▸ Exercise brief
Can you copy out every one of the lines below word for word, with nothing changed?

Input material start

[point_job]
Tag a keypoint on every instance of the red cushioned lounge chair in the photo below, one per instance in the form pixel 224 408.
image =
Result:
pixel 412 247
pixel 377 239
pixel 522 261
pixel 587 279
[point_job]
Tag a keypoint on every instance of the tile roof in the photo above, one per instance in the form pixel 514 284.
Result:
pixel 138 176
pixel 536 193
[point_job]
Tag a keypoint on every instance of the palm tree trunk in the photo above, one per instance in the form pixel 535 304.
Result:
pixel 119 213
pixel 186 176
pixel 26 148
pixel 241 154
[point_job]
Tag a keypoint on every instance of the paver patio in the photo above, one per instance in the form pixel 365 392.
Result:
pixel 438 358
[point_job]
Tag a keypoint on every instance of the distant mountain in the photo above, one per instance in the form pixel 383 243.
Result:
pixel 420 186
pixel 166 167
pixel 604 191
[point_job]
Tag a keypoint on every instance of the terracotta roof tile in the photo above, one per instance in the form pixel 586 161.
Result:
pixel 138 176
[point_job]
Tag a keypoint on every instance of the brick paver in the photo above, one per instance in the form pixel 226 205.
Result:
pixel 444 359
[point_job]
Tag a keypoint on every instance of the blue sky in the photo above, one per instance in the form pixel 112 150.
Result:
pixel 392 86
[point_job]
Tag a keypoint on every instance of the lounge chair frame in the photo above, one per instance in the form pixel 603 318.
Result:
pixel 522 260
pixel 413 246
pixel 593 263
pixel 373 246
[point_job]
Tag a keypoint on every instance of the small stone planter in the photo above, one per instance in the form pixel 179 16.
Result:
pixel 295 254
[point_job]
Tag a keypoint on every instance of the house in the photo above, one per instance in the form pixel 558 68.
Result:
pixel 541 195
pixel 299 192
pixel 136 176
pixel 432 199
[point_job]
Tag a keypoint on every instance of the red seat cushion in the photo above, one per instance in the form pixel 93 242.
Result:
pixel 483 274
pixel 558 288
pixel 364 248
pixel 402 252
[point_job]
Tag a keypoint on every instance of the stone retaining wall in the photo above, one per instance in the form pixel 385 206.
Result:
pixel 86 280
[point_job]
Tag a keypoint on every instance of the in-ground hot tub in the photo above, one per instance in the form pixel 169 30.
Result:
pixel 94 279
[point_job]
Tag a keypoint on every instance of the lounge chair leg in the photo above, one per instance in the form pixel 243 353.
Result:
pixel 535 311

Input material end

▸ Answer to this task
[point_job]
Tag a keypoint on every instance of the red cushioned lounge chair in the photo below, one per instance in the form pixel 224 408.
image =
Result:
pixel 412 247
pixel 377 239
pixel 522 261
pixel 587 279
[point_job]
Tag a keypoint on every instance of the tile roof in the photo above, one per instance in the form pixel 514 284.
Result:
pixel 138 176
pixel 536 193
[point_job]
Tag a keypoint on every instance of the palm tree trunk in the photo above, one per instance in the form pixel 535 304.
Result:
pixel 119 213
pixel 186 176
pixel 26 148
pixel 241 154
[point_job]
Tag a keypoint on every instance of the paver patio in the photo above, one per instance in the form pixel 365 392.
Result:
pixel 438 358
[point_job]
Tag a keypoint on every instance of the distant mountain in the photo above, one per instance in the form pixel 383 243.
Result:
pixel 420 186
pixel 166 167
pixel 604 191
[point_job]
Tag a keypoint on every instance of the terracotta roof tile in the photo above, one per instance in the form pixel 586 161.
Result:
pixel 138 176
[point_job]
Tag a keypoint on every instance of the brick paver in the photo above, one per instance in the form pixel 226 205.
Result:
pixel 444 359
[point_job]
Tag a keypoint on every instance of the blue sky in the photo above, one per instance in the form pixel 112 150.
Result:
pixel 392 86
[point_job]
Tag a keypoint on every instance of the lounge chair frame in the photo above, one per instance in the form pixel 603 318.
Result:
pixel 522 260
pixel 413 246
pixel 593 263
pixel 373 246
[point_job]
Tag a keypoint on every instance of the small stone planter in the photo above, one per instance in the form pixel 179 16.
Result:
pixel 295 254
[point_job]
Tag a keypoint on every instance of the house in the photo above, one per instance in the form pixel 558 68.
Result:
pixel 541 195
pixel 299 192
pixel 136 176
pixel 432 199
[point_job]
Tag a keypoint on every instance of the red seat cushion in the photo above, one per instance in the form pixel 93 242.
Result:
pixel 483 274
pixel 558 288
pixel 364 248
pixel 402 252
[point_job]
Tag a keypoint on every instance of the stone retaining wall in the photo above, one per instance in the form pixel 385 206.
Result:
pixel 86 280
[point_job]
Tag a keypoint on every instance of the in-ground hot tub in the photo above, one per instance in the form pixel 169 30.
Result:
pixel 94 279
[point_job]
Tag a keypoint on every instance of the lounge chair leg in the photo above, one per instance in the form pixel 243 353.
Result:
pixel 535 311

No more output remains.